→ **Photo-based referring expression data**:
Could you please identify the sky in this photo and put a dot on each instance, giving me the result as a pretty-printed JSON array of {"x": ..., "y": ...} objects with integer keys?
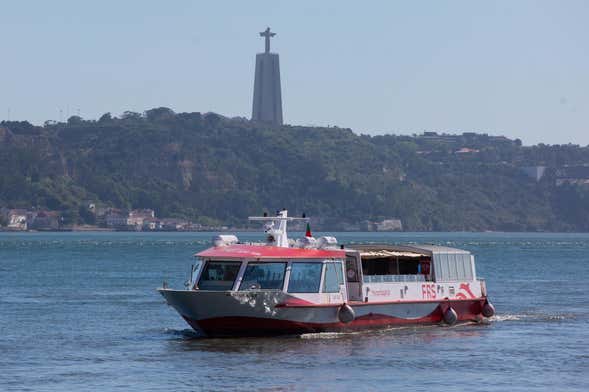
[{"x": 513, "y": 68}]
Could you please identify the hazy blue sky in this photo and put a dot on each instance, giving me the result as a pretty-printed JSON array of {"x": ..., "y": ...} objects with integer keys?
[{"x": 517, "y": 68}]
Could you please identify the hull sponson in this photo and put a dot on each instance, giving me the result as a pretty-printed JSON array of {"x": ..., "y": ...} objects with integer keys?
[{"x": 256, "y": 314}]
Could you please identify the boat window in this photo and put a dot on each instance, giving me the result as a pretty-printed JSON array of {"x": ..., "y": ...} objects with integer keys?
[
  {"x": 265, "y": 276},
  {"x": 351, "y": 269},
  {"x": 305, "y": 277},
  {"x": 219, "y": 275},
  {"x": 333, "y": 278}
]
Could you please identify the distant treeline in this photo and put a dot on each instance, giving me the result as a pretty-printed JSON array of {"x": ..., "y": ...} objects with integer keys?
[{"x": 212, "y": 169}]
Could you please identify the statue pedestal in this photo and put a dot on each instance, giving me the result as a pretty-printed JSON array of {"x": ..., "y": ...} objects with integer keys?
[{"x": 267, "y": 106}]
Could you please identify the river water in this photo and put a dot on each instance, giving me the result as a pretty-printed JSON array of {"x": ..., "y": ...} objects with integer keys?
[{"x": 79, "y": 311}]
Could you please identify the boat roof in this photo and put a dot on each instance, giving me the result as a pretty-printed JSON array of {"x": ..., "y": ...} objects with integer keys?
[
  {"x": 245, "y": 251},
  {"x": 385, "y": 250}
]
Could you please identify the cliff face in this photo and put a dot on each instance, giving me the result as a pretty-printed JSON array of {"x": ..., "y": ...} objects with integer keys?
[{"x": 218, "y": 169}]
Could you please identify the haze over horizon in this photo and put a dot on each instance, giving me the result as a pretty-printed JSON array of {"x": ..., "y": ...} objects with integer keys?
[{"x": 513, "y": 69}]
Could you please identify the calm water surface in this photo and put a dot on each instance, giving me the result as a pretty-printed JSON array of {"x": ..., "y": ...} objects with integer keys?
[{"x": 80, "y": 312}]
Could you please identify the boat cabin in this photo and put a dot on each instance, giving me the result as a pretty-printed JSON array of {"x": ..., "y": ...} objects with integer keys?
[{"x": 241, "y": 267}]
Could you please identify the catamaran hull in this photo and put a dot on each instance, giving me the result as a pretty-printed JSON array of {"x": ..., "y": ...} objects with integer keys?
[{"x": 265, "y": 313}]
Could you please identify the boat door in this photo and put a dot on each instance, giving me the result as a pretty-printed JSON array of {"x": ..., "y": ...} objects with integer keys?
[{"x": 353, "y": 276}]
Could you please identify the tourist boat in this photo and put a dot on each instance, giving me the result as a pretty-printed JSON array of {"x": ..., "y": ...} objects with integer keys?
[{"x": 313, "y": 285}]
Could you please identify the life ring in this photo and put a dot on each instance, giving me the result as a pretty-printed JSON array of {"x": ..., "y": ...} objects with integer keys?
[
  {"x": 346, "y": 314},
  {"x": 450, "y": 316},
  {"x": 488, "y": 309}
]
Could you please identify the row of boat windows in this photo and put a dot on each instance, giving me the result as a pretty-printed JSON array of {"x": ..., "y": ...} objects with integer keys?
[{"x": 304, "y": 277}]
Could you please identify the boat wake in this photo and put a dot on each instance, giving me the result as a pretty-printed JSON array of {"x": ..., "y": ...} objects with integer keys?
[
  {"x": 531, "y": 317},
  {"x": 183, "y": 333}
]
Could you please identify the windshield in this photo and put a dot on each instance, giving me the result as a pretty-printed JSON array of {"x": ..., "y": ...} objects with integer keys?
[{"x": 265, "y": 276}]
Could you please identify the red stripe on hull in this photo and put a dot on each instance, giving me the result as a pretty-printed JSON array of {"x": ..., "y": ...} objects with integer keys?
[{"x": 254, "y": 326}]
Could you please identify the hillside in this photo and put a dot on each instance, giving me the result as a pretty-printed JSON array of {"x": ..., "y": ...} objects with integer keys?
[{"x": 212, "y": 169}]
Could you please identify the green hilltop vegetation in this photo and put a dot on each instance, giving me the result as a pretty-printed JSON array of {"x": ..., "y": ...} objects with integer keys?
[{"x": 212, "y": 169}]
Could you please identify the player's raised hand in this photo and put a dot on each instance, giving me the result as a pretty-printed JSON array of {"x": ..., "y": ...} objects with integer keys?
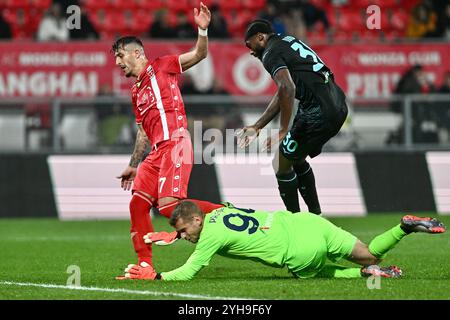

→ **WHAT THE EXERCISE ASKS**: Images stay out, but the rest of the records must be retyped exactly.

→ **TASK ANSWER**:
Could you please identify the sky in this photo and put a dot on each instance, giving me the result as a pretty-printed JSON array of {"x": ..., "y": ...} objects with integer keys?
[{"x": 513, "y": 68}]
Could you please identify the hazy blue sky in this photo and put a dot on each instance, giving me the result as a pretty-printed JSON array of {"x": ..., "y": ...} objects with integer keys?
[{"x": 517, "y": 68}]
Could you please identify the hull sponson in this photo and put a dot on each instance, giving me the result as a pretty-printed JSON array of {"x": ..., "y": ...} objects with integer keys?
[{"x": 256, "y": 314}]
Could you please identify the boat window in this photo and put a dot on each instance, giving me the result as a pretty-printed JSON array of {"x": ..., "y": ...} objects with integer keys?
[
  {"x": 265, "y": 276},
  {"x": 351, "y": 269},
  {"x": 305, "y": 277},
  {"x": 219, "y": 275},
  {"x": 333, "y": 278}
]
Could you please identify the distant treeline in this photo and put a dot on each instance, giving me the result as a pretty-printed JSON array of {"x": ..., "y": ...} objects with integer keys?
[{"x": 212, "y": 169}]
Could you please identify the statue pedestal in this photo and put a dot on each instance, giving me the result as a pretty-printed JSON array of {"x": ..., "y": ...} objects with integer keys?
[{"x": 267, "y": 106}]
Could you please identify the river water in this photo and put a dot on each instance, giving me the result as a pretty-printed JSON array of {"x": ..., "y": ...} objects with integer keys?
[{"x": 79, "y": 311}]
Could you please identify the boat roof in this photo and put a dot on each instance, giving me the result as a pretty-printed JSON array of {"x": ..., "y": ...} objects with integer keys?
[
  {"x": 245, "y": 251},
  {"x": 385, "y": 250}
]
Could you please identify the cliff face in this photo and put a dot on each instance, giving me the result as a pretty-printed JSON array of {"x": ..., "y": ...} objects with integer keys?
[{"x": 218, "y": 169}]
Could you please identify the haze over horizon in this photo and put a dot on each instance, giving me the result as a pretty-printed JSON array of {"x": ..., "y": ...} objects with integer keys?
[{"x": 513, "y": 69}]
Could you please identify the calm water surface in this photo and put a dot on each instance, giving me the result as a pretty-printed JSON array of {"x": ..., "y": ...} objects with integer keys?
[{"x": 80, "y": 312}]
Could you please identify the boat cabin in this photo and put a dot on each instance, giving me the result as a pretty-printed JSON array of {"x": ..., "y": ...} objects with integer keys?
[{"x": 241, "y": 267}]
Could you please identify the catamaran hull in this photo and put a dot on each instance, giving me the result as a pretty-printed JSON array of {"x": ..., "y": ...} objects with integer keys?
[{"x": 265, "y": 313}]
Could you please identify the boat door in this photo and put a dot on each instance, giving me the result as a pretty-printed JSON array of {"x": ..., "y": ...} objects with integer keys?
[{"x": 353, "y": 276}]
Could you please identify the tourist boat in this photo and put a dot on each instance, giving me the result as a pretty-printed JSON array of {"x": ..., "y": ...} objects with integer keys?
[{"x": 313, "y": 285}]
Could you please identify the life ring in this photo and put a dot on each instance, giving me the result as a pretty-printed JSON array of {"x": ..., "y": ...} objects with integer keys?
[
  {"x": 346, "y": 314},
  {"x": 450, "y": 316},
  {"x": 488, "y": 309}
]
Could you please identify the row of boat windows in this photo and put a dot on each instance, giving me the result as a pretty-printed JSON array of {"x": ..., "y": ...} objects with integer keys?
[{"x": 304, "y": 277}]
Could you please identify the boat wake in this photo and put a dot on each instance, giving me the result as a pretty-printed JSON array of {"x": ..., "y": ...} objects with integer keys?
[
  {"x": 531, "y": 317},
  {"x": 183, "y": 333}
]
Could you please identify the windshield in this photo and put a dot on each instance, giving me the result as a pretty-printed JSON array of {"x": ..., "y": ...} objects with integer keys?
[{"x": 265, "y": 276}]
Could you please identify the red stripe on hull in this photo and put a dot on each instance, giving me the result as a pretty-printed JSON array of {"x": ..., "y": ...} objects with integer keys?
[{"x": 254, "y": 326}]
Could you please identify the hillside in this photo and put a dot on each instance, giving me the result as a pretty-printed JSON array of {"x": ..., "y": ...} objects with integer keys?
[{"x": 212, "y": 169}]
Could you please identify the green hilltop vegetation in this photo and put a dot on each instance, giving me the result as a pretty-printed JSON array of {"x": ..., "y": ...} objects with integer keys?
[{"x": 212, "y": 169}]
Could you please identify the player's raised hand in this photo and put a dot on each instance, giving me the result as a pretty-printed JSON array of {"x": ..., "y": ...} objects with integer keys?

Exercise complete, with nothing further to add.